◆ Consigne:
Recopiez le passage de l'arrêt commençant par "Greffier: M. Kurz." et se poursuivant jusqu'à "1, 1700 Fribourg.", en renommant partout "recourants" en "requérants".

◆ Extrait du document:
------------------------------------------------
Arrêt du 9 juin 2009
Ire Cour de droit public

Composition
MM. les Juges Féraud, Président, Reeb et Eusebio.
Greffier: M. Kurz.

Parties
A.________,
B.________,
recourants, représentés par Me Joachim Lerf, avocat,

contre

C.________, Juge d'instruction, place Notre-Dame 4, case postale 156, 1702
Fribourg,
intimé,
Ministère public du canton de Fribourg, rue de Zaehringen 1, 1700 Fribourg.

Objet
Récusation d'un juge d'instruction,

recours contre la décision du Président de l'Office
des Juges d'instruction du canton de Fribourg, du 5 février 2009.

Faits:

A.
Le 11 décembre 2008, B.________ et A.________ ont demandé la récusation du Juge
d'instruction du canton de Fribourg C.________, lequel est en charge d'une
procédure pénale notamment pour faux dans les titres. Le 24 septembre 2007, ce
magistrat avait renvoyé les prévenus devant le Tribunal pénal économique du
canton de Fribourg. Le 10 novembre 2008, ce tribunal avait retourné la cause à
l'instruction afin qu'il soit procédé à des investigations énumérées dans une
lettre du 14 novembre suivant. Ce même jour, le Juge d'instruction avait
délivré un mandat de sommation et un mandat de perquisition et de séquestre,
lesquels avaient été immédiatement exécutés sur la base d'une liste des
sociétés concernées que le Tribunal pénal économique avait qualifiée
d'inutilisable. Cette liste avait encore été complétée le 19 novembre 2008 à
l'appui d'un nouveau mandat de sommation. Selon la demande de récusation, la
manière d'agir - alors qu'il n'y avait ni urgence ni de risque de destruction
de pièces - et les investigations du Juge d'instruction étaient
disproportionnées, ce qui permettait de douter de son impartialité.

B.
Par décision du 5 février 2009, le Président de l'Office des Juges
d'instruction du canton de Fribourg a rejeté la demande de récusation. Les
motifs de récusation ayant trait à la conduite de l'instruction jusqu'aux
décisions du 24 septembre 2007 étaient irrecevables car tardifs. Quant aux
opérations menées après l'arrêt de renvoi du 10 novembre 2008, elles étaient
justifiées au regard du principe de célérité; la délivrance simultanée d'un
mandat de sommation et de perquisition était admissible. Les griefs liés au
mandat de sommation faisaient l'objet d'un recours cantonal et ne pouvaient
donner lieu à récusation.

C.
B.________ et A.________ forment un recours en matière pénale. Ils demandent
l'annulation de la décision du 5 février 2009 et l'admission de leur demande de
récusation.
------------------------------------------------
◆ Données fournies:
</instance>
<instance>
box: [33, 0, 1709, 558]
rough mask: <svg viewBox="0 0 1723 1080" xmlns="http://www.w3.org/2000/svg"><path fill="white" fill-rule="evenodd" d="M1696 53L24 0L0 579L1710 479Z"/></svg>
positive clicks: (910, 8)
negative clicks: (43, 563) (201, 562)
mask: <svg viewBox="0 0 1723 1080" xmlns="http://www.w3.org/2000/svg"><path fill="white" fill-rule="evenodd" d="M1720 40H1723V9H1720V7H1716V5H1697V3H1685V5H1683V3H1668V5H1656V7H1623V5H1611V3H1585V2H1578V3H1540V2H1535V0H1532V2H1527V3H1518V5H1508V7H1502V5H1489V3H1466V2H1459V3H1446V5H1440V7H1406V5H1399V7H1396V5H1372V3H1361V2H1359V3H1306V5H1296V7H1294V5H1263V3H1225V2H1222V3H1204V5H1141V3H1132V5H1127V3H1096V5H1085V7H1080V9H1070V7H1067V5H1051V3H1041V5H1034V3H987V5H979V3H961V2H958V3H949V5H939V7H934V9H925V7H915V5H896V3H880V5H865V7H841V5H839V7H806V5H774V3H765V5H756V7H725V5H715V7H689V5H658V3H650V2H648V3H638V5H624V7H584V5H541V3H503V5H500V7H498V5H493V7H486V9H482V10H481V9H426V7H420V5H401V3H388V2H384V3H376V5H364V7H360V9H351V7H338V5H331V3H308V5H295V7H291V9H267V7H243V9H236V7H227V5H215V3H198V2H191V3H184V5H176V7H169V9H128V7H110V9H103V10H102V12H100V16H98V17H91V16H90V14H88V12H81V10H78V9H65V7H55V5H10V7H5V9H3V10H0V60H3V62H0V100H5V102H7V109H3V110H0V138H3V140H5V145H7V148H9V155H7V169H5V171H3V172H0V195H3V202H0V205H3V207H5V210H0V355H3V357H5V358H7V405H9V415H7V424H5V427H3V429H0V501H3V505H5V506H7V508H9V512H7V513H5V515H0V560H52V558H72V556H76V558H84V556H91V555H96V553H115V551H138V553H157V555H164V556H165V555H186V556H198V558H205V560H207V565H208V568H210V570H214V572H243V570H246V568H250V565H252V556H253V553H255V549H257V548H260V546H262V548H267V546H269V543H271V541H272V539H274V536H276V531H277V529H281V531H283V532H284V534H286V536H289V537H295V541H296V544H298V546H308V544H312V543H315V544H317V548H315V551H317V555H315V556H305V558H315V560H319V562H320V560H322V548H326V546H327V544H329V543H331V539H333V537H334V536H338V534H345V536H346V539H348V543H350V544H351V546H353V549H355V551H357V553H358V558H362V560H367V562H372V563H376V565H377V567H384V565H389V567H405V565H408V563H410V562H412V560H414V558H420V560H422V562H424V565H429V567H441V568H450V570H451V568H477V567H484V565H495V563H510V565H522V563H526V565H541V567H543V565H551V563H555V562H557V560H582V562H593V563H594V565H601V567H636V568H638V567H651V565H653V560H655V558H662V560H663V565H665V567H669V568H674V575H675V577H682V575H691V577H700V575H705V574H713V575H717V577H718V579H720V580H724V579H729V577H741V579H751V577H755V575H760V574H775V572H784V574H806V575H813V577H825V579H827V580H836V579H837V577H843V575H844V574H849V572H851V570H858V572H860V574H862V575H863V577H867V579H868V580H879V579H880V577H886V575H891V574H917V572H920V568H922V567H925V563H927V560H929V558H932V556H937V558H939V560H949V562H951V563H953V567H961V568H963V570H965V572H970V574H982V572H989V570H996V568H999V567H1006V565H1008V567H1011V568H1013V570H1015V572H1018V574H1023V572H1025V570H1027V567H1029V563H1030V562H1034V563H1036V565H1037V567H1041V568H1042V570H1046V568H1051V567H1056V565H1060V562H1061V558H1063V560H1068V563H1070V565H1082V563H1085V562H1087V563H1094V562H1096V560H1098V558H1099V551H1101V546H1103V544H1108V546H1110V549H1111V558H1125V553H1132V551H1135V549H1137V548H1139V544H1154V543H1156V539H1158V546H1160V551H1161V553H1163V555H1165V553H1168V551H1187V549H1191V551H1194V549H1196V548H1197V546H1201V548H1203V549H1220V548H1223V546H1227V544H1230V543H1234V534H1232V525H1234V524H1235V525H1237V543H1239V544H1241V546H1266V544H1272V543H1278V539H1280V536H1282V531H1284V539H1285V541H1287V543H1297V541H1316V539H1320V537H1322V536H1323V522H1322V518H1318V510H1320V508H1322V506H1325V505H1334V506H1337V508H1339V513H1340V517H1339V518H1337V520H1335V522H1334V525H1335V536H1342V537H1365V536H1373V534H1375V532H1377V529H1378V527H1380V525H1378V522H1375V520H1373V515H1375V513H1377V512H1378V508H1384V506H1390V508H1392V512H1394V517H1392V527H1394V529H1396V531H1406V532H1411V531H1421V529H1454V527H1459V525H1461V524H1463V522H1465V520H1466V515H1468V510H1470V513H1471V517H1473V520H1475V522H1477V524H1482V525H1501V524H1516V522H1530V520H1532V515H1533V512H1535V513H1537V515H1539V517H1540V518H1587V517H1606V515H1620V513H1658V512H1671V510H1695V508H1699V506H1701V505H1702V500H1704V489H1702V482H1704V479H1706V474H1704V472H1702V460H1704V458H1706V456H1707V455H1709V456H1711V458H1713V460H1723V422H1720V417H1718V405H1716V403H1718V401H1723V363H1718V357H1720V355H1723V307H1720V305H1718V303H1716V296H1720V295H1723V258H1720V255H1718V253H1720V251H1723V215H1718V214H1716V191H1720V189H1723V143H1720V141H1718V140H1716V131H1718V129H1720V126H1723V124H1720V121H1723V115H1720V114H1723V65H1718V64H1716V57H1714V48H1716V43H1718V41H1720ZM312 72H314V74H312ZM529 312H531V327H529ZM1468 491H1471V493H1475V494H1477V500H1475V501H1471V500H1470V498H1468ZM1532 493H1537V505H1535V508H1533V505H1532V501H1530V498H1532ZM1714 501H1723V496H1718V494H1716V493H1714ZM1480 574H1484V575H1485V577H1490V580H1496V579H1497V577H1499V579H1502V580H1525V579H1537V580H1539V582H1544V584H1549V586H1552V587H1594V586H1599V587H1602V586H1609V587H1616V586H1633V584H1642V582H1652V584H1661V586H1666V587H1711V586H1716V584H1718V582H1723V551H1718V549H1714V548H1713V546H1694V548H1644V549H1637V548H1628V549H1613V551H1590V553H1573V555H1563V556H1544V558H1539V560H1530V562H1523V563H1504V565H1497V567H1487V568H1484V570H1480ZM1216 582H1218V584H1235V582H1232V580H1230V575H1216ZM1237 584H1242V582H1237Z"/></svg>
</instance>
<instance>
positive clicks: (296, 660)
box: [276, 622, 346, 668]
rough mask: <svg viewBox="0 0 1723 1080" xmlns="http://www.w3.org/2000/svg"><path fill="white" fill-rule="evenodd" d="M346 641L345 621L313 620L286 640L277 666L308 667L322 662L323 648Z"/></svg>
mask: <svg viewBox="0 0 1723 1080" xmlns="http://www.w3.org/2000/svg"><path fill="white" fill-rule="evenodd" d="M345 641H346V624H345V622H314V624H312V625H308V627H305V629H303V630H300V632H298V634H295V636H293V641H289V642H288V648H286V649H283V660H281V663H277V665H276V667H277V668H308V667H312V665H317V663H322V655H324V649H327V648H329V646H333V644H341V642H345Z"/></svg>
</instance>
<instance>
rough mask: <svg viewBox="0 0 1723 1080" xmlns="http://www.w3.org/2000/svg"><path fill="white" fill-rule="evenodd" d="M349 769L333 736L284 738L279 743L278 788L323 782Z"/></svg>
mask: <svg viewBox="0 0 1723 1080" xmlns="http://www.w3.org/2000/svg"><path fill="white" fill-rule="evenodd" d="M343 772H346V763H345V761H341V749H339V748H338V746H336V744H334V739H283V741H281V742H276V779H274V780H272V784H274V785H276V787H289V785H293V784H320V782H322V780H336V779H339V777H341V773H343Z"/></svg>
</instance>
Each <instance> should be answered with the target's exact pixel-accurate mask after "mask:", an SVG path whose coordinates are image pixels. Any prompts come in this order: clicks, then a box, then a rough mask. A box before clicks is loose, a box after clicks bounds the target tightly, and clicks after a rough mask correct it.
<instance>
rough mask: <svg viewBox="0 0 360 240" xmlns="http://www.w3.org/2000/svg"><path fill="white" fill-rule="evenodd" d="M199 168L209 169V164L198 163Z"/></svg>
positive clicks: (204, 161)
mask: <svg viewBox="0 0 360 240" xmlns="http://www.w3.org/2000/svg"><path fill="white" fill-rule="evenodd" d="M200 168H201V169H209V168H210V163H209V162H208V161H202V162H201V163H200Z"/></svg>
------------------------------------------------
◆ Zone de réponse:
Greffier: M. Kurz.

Parties
A.________,
B.________,
requérants, représentés par Me Joachim Lerf, avocat,

contre

C.________, Juge d'instruction, place Notre-Dame 4, case postale 156, 1702
Fribourg,
intimé,
Ministère public du canton de Fribourg, rue de Zaehringen 1, 1700 Fribourg.